***** PAGE TEXT

# Neofinetia falcata 'Kinginrasha' + (Warning: Larger Photos!)



## Lanmark (Jun 10, 2010)

Here are two shots of *Neofinetia falcata* variety _'Kinginrasha'_ currently in bloom. I'm not overly happy with how the photos turned out, but at least they illustrate somewhat the rough/pebbly texture typically found on both the leaves and the flowers of this variety as well as the upturned faces of the flowers and the curly nature of their spurs. The _'Kinginrasha'_ variety is a small plant overall with a fountain-like form.

Following the two photos of the _'Kinginrasha'_ plant there is also one photo of a pretty pink-flowered Neo I currently have in bloom.

The flowers on both plants are highly fragrant.


----------



## valenzino (Jun 10, 2010)

Nice ones!


----------



## Lanmark (Jun 10, 2010)

I should note that the pink one is plant of the variety _'Hanakanzashi'_ which has so far failed to bloom with anything other than standard-form flowers for me. This is the third or maybe the fourth time this particular _'Hanakanzashi'_ plant has bloomed for me. The flowers are nice whether or not they have multiple spurs.


----------



## SlipperFan (Jun 10, 2010)

Good job, Mark. Both the growing/blooming and the photos.


----------



## KyushuCalanthe (Jun 10, 2010)

Nice plant, one of my favs! It is hard to fully appreciate this little gem from a photo.


----------



## Lanmark (Jun 11, 2010)

**********
***** STORED ROWS

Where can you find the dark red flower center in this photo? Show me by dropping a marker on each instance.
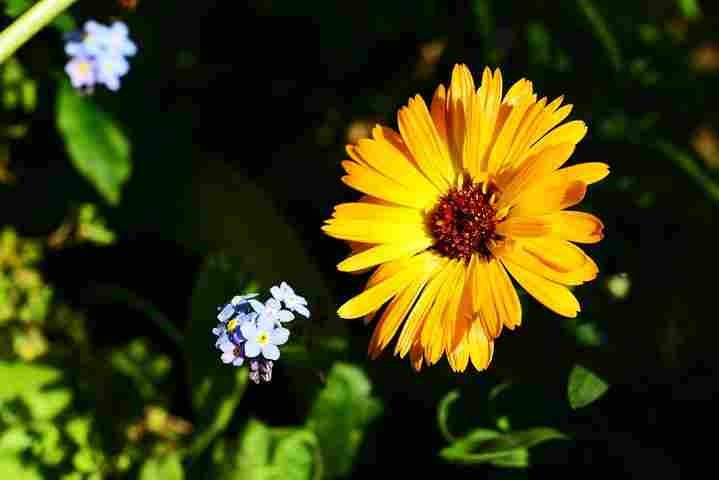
(463, 222)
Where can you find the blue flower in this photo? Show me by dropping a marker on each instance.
(264, 338)
(103, 49)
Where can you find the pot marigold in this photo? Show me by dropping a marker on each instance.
(470, 192)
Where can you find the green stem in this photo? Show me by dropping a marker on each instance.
(28, 24)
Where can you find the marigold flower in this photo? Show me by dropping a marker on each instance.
(470, 191)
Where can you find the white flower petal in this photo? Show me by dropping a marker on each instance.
(273, 303)
(257, 306)
(286, 316)
(249, 330)
(279, 336)
(271, 352)
(266, 323)
(252, 348)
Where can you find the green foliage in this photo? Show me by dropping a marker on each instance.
(584, 387)
(167, 467)
(14, 8)
(98, 148)
(340, 415)
(216, 391)
(496, 448)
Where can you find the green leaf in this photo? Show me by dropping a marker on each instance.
(500, 449)
(167, 467)
(340, 415)
(295, 456)
(443, 414)
(19, 378)
(14, 8)
(584, 387)
(216, 388)
(97, 147)
(253, 454)
(12, 466)
(690, 9)
(30, 382)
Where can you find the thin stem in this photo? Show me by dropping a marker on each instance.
(28, 24)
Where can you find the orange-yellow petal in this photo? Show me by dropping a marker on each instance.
(393, 163)
(420, 135)
(481, 348)
(554, 296)
(432, 334)
(535, 169)
(524, 227)
(554, 197)
(415, 319)
(369, 181)
(374, 231)
(384, 253)
(505, 299)
(374, 297)
(544, 266)
(459, 99)
(580, 227)
(396, 312)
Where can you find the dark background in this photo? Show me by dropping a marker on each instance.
(228, 94)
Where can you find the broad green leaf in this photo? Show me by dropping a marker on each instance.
(340, 415)
(37, 385)
(295, 455)
(443, 413)
(584, 387)
(252, 459)
(216, 387)
(95, 143)
(13, 467)
(19, 378)
(167, 467)
(500, 449)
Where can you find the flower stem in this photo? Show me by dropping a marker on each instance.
(28, 24)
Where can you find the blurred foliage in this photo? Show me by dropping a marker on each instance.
(129, 217)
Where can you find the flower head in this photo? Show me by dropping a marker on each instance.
(469, 192)
(292, 301)
(98, 55)
(81, 71)
(250, 329)
(264, 337)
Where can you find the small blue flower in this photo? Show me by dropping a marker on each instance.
(81, 71)
(102, 47)
(264, 337)
(292, 301)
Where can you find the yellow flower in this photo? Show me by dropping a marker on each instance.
(469, 190)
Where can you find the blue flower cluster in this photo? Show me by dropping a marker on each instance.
(97, 55)
(251, 330)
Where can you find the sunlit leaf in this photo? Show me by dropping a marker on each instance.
(690, 8)
(340, 415)
(95, 143)
(295, 455)
(584, 387)
(167, 467)
(13, 467)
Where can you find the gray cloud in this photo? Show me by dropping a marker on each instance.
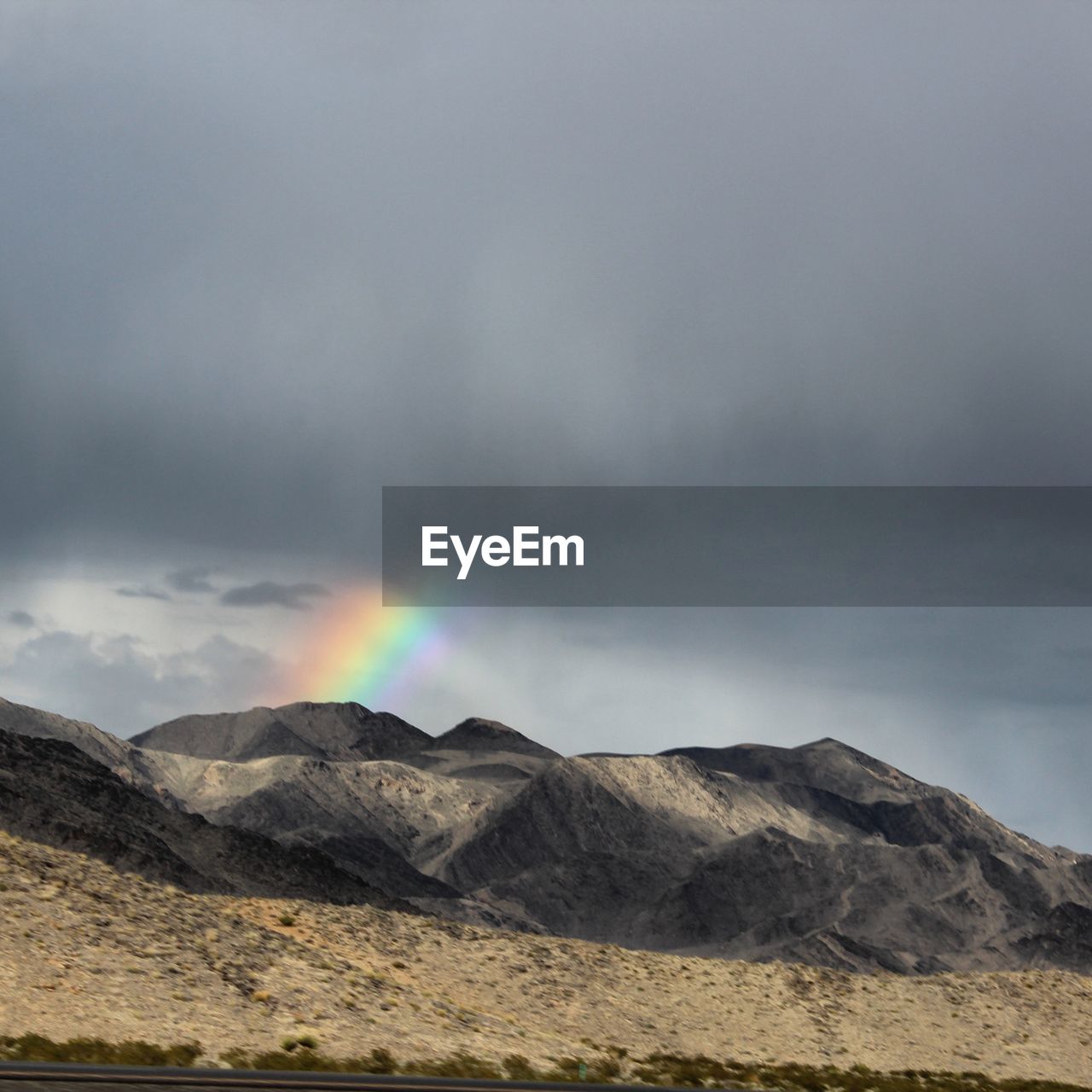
(143, 593)
(124, 686)
(741, 242)
(262, 259)
(190, 580)
(269, 593)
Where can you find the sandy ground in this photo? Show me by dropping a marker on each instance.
(85, 950)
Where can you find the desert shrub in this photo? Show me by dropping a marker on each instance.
(97, 1052)
(456, 1065)
(517, 1068)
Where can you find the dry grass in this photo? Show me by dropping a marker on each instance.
(88, 951)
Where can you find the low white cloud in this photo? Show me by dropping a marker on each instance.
(124, 686)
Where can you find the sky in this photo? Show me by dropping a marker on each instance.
(261, 259)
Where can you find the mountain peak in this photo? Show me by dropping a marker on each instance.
(476, 733)
(335, 730)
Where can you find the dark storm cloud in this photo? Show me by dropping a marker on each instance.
(124, 686)
(261, 259)
(190, 580)
(304, 257)
(143, 593)
(269, 593)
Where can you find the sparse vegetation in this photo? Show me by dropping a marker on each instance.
(607, 1065)
(96, 1052)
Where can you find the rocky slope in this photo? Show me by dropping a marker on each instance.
(817, 853)
(55, 794)
(85, 950)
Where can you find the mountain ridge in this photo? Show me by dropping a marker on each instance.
(818, 853)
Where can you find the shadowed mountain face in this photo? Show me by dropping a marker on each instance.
(819, 854)
(336, 730)
(54, 793)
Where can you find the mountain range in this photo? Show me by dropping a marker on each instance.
(817, 854)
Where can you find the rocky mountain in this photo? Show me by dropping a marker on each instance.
(334, 730)
(51, 792)
(819, 853)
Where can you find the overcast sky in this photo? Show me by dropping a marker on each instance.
(258, 260)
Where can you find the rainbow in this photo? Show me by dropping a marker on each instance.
(362, 651)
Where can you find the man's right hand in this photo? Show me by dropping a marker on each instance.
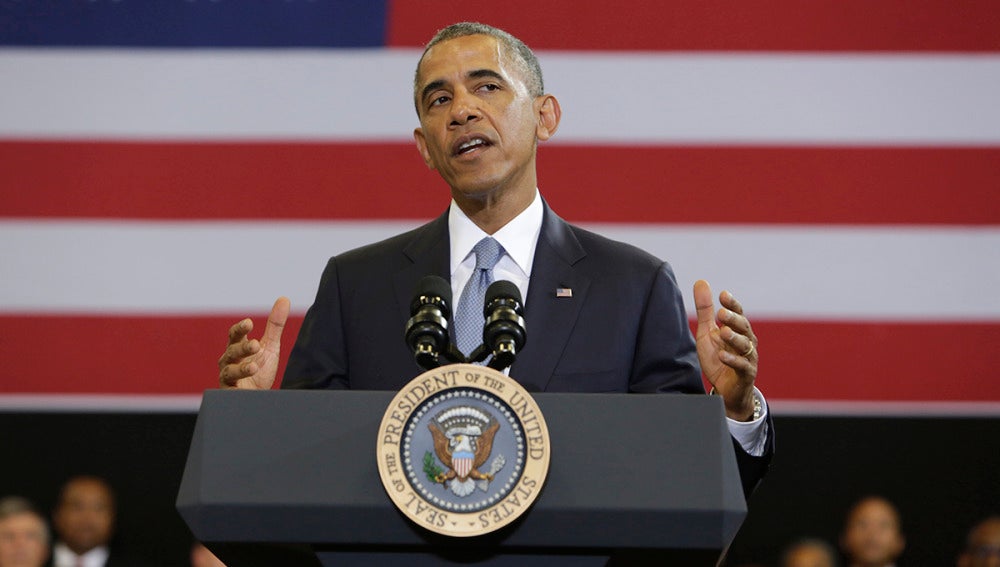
(253, 364)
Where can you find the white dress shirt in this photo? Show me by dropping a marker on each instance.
(519, 238)
(63, 556)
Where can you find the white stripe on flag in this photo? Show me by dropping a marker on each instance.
(689, 98)
(853, 273)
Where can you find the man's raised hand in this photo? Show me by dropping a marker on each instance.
(727, 353)
(252, 364)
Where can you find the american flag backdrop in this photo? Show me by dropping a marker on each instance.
(168, 167)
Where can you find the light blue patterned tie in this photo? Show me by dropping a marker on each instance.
(469, 314)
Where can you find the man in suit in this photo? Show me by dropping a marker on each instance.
(24, 537)
(622, 328)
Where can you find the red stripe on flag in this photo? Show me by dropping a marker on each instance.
(785, 25)
(312, 181)
(878, 361)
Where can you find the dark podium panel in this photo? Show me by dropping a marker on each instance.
(290, 477)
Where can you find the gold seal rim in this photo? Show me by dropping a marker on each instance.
(425, 513)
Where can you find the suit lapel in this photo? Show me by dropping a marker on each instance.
(549, 320)
(427, 254)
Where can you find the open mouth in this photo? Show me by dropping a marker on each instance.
(470, 146)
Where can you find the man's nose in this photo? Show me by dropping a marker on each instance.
(464, 108)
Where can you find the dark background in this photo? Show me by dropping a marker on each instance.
(943, 474)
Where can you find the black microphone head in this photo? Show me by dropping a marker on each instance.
(501, 289)
(432, 286)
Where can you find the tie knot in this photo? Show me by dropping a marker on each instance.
(487, 253)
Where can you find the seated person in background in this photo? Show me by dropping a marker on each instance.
(872, 535)
(809, 552)
(24, 537)
(84, 521)
(982, 546)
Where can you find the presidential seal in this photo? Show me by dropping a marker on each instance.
(463, 450)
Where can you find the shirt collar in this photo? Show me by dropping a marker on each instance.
(518, 237)
(63, 555)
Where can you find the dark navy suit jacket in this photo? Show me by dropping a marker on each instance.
(623, 330)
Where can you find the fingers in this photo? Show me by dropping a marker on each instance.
(240, 330)
(276, 322)
(703, 305)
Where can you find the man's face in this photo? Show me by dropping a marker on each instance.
(983, 549)
(478, 124)
(85, 516)
(22, 541)
(871, 535)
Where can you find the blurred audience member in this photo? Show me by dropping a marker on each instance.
(809, 552)
(202, 557)
(982, 546)
(84, 521)
(24, 537)
(872, 536)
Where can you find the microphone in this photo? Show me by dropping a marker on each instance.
(427, 330)
(503, 332)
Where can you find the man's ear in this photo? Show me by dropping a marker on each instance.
(418, 137)
(548, 113)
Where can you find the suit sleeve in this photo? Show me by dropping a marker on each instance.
(319, 358)
(666, 360)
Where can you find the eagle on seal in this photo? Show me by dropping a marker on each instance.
(463, 451)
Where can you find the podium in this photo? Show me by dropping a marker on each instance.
(290, 478)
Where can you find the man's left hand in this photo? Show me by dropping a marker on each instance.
(727, 350)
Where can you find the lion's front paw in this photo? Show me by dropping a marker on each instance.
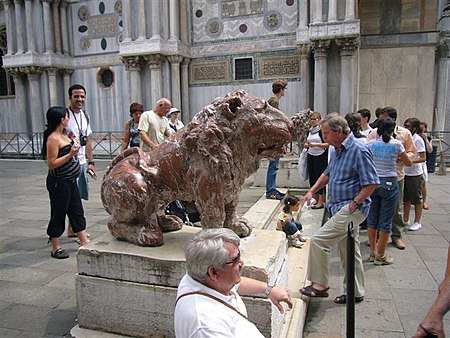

**********

WORK INSTRUCTIONS –
A – Summarize the orchid forum thread in two sentences.
B – Write the next part of the orchid forum thread, picking up after its final line.

THE ANSWERS –
A – A grower shares photos of a blooming Neofinetia falcata 'Kinginrasha', a small, fountain-shaped variety with rough-textured leaves and flowers, upturned flower faces, and curly spurs, along with a pink-flowered 'Hanakanzashi' that has so far bloomed only with standard-form flowers. The flowers of both plants are highly fragrant, and other members praise the plants and the photos.

B –
SlipperFan said:


> Good job, Mark. Both the growing/blooming and the photos.



Thanks, Dot!  I wish I could do better at both the plant culture and the photography. I strive to improve all the time, but I'm not convinced I'm making any real progress. Still, I have fun with it all, and I really do enjoy my hobbies. I wish I had more time and energy to devote to them, and once again I'm thinking maybe I have too many plants for my allotted space! 



KyushuCalanthe said:


> Nice plant, one of my favs! It is hard to fully appreciate this *little gem* from a photo.



"Little gem" describes it perfectly! This is one of my favorites! :smitten:

**Newsflash**
_'Soubiryu'_ is putting out buds now, and some of them are showing two spurs. :clap: Stay tuned...


----------



## Clark (Jun 11, 2010)

Hello Mark.
Do the flowers of the different plants smell the same, or each plant has unique fragrance?
Thank you.


----------



## Lanmark (Jun 11, 2010)

Clark said:


> Hello Mark.
> Do the flowers of the different plants smell the same, or each plant has unique fragrance?
> Thank you.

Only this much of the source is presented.